■ Objetivo del ejercicio
Reescribe todos los ítems sustituyendo "Trace the outline" por "Draw the boundary" y deja lo demás sin cambios.

■ Ítems proporcionados

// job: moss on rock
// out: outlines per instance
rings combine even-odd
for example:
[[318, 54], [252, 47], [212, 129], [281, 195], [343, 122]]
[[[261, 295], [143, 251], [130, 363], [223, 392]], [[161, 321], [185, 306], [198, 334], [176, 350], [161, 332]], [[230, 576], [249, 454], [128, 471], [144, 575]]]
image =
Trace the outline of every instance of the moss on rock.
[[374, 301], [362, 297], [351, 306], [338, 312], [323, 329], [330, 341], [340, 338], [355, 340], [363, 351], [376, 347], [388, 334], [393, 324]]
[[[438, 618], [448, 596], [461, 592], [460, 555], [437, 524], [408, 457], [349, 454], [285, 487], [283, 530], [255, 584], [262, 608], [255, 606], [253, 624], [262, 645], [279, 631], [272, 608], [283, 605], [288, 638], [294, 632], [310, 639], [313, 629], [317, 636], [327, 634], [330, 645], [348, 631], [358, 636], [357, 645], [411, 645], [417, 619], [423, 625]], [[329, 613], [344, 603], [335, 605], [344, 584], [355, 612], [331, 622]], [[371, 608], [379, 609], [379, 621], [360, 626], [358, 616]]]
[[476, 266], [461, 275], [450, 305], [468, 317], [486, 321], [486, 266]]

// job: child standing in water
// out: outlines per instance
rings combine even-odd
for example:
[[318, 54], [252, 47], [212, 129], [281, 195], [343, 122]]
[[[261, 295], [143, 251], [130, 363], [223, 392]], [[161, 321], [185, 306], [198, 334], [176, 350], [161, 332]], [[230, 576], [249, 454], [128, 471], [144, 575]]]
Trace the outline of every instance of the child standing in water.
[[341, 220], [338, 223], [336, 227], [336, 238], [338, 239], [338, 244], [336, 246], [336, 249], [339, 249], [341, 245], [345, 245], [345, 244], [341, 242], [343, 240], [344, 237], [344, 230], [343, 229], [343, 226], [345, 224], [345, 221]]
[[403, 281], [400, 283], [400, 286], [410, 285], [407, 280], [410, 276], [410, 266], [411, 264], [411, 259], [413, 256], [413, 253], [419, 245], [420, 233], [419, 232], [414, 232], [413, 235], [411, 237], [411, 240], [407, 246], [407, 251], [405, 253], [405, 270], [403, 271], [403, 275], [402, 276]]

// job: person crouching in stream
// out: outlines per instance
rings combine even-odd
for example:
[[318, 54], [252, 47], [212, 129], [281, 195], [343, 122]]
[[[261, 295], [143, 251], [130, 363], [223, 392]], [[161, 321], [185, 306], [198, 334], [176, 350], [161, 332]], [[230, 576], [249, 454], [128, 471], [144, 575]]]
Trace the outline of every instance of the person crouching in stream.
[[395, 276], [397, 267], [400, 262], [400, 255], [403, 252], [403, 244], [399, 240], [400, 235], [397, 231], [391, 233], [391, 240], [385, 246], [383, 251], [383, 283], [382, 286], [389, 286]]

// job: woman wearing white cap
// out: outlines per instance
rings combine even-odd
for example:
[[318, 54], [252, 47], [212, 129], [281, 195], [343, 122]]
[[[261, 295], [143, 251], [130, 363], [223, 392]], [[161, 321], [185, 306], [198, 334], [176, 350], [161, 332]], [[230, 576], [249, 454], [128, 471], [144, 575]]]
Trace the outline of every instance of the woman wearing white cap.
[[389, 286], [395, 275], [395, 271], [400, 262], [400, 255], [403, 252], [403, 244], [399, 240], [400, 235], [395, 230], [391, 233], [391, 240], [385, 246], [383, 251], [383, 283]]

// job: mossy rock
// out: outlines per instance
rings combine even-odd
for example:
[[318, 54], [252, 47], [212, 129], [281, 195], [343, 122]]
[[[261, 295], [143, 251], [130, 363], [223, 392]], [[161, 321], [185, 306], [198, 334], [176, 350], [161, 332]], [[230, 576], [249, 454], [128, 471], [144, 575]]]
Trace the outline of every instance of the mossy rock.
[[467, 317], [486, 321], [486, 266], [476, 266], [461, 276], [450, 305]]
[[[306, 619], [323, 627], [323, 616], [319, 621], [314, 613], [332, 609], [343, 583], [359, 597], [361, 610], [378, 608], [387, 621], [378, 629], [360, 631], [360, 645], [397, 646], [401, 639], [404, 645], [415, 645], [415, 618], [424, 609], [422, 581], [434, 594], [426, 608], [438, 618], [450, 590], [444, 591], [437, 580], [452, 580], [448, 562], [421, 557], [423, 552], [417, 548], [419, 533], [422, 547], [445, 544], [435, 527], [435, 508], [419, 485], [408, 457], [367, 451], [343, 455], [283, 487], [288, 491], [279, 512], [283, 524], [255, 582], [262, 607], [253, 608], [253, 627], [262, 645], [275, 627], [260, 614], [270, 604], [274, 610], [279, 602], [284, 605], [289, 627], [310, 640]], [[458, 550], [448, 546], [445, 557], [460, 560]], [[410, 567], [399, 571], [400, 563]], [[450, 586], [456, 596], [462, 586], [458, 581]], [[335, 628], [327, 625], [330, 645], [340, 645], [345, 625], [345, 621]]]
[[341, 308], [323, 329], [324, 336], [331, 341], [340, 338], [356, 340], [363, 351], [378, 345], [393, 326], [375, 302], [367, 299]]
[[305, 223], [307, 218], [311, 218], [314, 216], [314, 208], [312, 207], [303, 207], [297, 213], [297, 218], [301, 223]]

■ Tarea resuelta
// job: moss on rock
// out: outlines per instance
rings combine even-odd
for example:
[[318, 54], [252, 47], [212, 129], [281, 195], [343, 122]]
[[[261, 295], [143, 251], [130, 363], [223, 392]], [[161, 321], [185, 306], [198, 334], [176, 350], [161, 332]], [[230, 576], [249, 454], [128, 471], [144, 575]]]
image =
Draw the boundary of every instance of the moss on rock.
[[374, 301], [362, 297], [351, 306], [338, 312], [323, 329], [330, 341], [340, 338], [355, 340], [363, 351], [376, 347], [388, 334], [393, 324]]
[[[438, 618], [448, 596], [461, 592], [460, 555], [437, 524], [408, 457], [349, 454], [285, 487], [283, 530], [255, 584], [262, 608], [255, 606], [253, 624], [262, 645], [279, 631], [272, 608], [283, 605], [288, 638], [294, 632], [310, 639], [313, 629], [317, 636], [327, 634], [330, 645], [348, 631], [358, 636], [357, 645], [411, 645], [417, 619], [423, 625]], [[329, 613], [344, 603], [335, 605], [344, 584], [355, 612], [331, 622]], [[371, 608], [379, 609], [379, 621], [360, 626], [358, 616]]]
[[476, 266], [461, 275], [450, 305], [468, 317], [486, 321], [486, 266]]

// job: child standing in water
// out: outlines per instance
rings combine even-odd
for example:
[[318, 54], [252, 47], [212, 129], [281, 195], [343, 122]]
[[[261, 295], [143, 251], [130, 363], [223, 392]], [[161, 321], [185, 306], [198, 334], [176, 350], [161, 332]], [[230, 576], [249, 454], [128, 471], [144, 575]]]
Draw the boundary of every instance of the child standing in water.
[[341, 220], [338, 223], [336, 227], [336, 238], [338, 239], [338, 244], [336, 246], [336, 249], [339, 249], [341, 245], [345, 245], [345, 244], [341, 242], [343, 240], [344, 237], [344, 230], [343, 229], [343, 226], [345, 224], [345, 221]]
[[403, 281], [400, 283], [400, 286], [410, 285], [407, 280], [410, 276], [410, 266], [411, 264], [411, 259], [413, 256], [413, 253], [419, 245], [420, 233], [419, 232], [414, 232], [413, 235], [411, 237], [411, 240], [407, 246], [407, 251], [405, 253], [405, 270], [403, 271], [403, 275], [402, 276]]

// job: person crouching in stream
// out: outlines per instance
rings combine even-odd
for example:
[[318, 54], [252, 47], [212, 129], [281, 195], [343, 122]]
[[[261, 295], [143, 251], [130, 363], [223, 392]], [[161, 321], [185, 306], [198, 334], [176, 350], [161, 332]], [[230, 576], [249, 454], [128, 471], [144, 575]]]
Draw the boundary of every instance of the person crouching in stream.
[[395, 276], [397, 267], [400, 262], [400, 255], [403, 252], [403, 244], [399, 240], [400, 235], [397, 231], [391, 233], [391, 240], [385, 246], [383, 251], [383, 283], [382, 286], [389, 286]]

// job: woman wearing white cap
// out: outlines per instance
rings combine even-odd
for example:
[[318, 54], [252, 47], [212, 129], [281, 195], [343, 122]]
[[[261, 295], [143, 251], [130, 363], [223, 392]], [[161, 321], [185, 306], [198, 334], [176, 350], [161, 332]], [[230, 576], [249, 454], [128, 471], [144, 575]]]
Draw the boundary of every instance of the woman wearing white cap.
[[389, 286], [395, 275], [395, 271], [400, 262], [400, 255], [403, 252], [403, 244], [399, 240], [400, 235], [395, 230], [391, 233], [391, 240], [385, 246], [383, 251], [383, 283]]

// job: mossy rock
// out: outlines per instance
rings combine even-odd
for example:
[[318, 54], [252, 47], [212, 129], [281, 195], [343, 122]]
[[[261, 295], [143, 251], [130, 363], [223, 392]], [[161, 321], [185, 306], [198, 334], [176, 350], [161, 332]], [[230, 576], [249, 454], [128, 471], [144, 575]]]
Draw the boundary of every instance of the mossy rock.
[[467, 317], [486, 321], [486, 266], [476, 266], [461, 276], [450, 305]]
[[[306, 619], [323, 627], [323, 616], [319, 621], [314, 613], [332, 609], [343, 583], [359, 597], [361, 610], [378, 608], [387, 621], [378, 629], [360, 631], [360, 645], [397, 646], [401, 639], [404, 645], [415, 645], [415, 618], [424, 609], [422, 581], [434, 594], [426, 608], [438, 618], [450, 590], [444, 591], [437, 580], [452, 580], [448, 562], [421, 557], [423, 552], [417, 548], [419, 533], [422, 547], [445, 544], [435, 527], [435, 508], [419, 485], [408, 457], [367, 451], [343, 455], [283, 487], [288, 491], [279, 512], [283, 524], [255, 582], [262, 607], [253, 608], [253, 627], [262, 645], [275, 627], [260, 614], [270, 604], [274, 610], [279, 602], [284, 605], [289, 627], [310, 640]], [[458, 550], [448, 546], [445, 557], [460, 560]], [[410, 567], [399, 571], [400, 563]], [[450, 586], [456, 596], [462, 586], [458, 581]], [[335, 628], [327, 625], [330, 645], [340, 645], [345, 625], [345, 621]]]
[[341, 308], [323, 329], [324, 336], [331, 341], [340, 338], [356, 340], [363, 351], [378, 345], [393, 326], [375, 302], [367, 299]]
[[305, 223], [307, 218], [311, 218], [314, 216], [314, 208], [312, 207], [303, 207], [297, 213], [297, 218], [301, 223]]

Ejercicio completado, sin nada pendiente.